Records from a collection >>
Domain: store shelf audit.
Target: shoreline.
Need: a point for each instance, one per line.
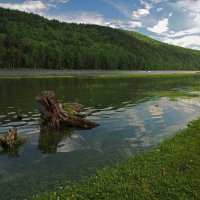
(71, 73)
(169, 171)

Direction >>
Rewrite every line of the records above as a Markdown table with the columns Row and Line, numbering each line and skipping blank lines. Leave the pictures out of the table.

Exercise result >>
| Row | Line |
|---|---|
| 1 | Domain: store shelf audit. |
| 2 | Target: shoreline. |
| 3 | Need: a point for each instance, one per line. |
| 4 | (71, 73) |
| 5 | (169, 171) |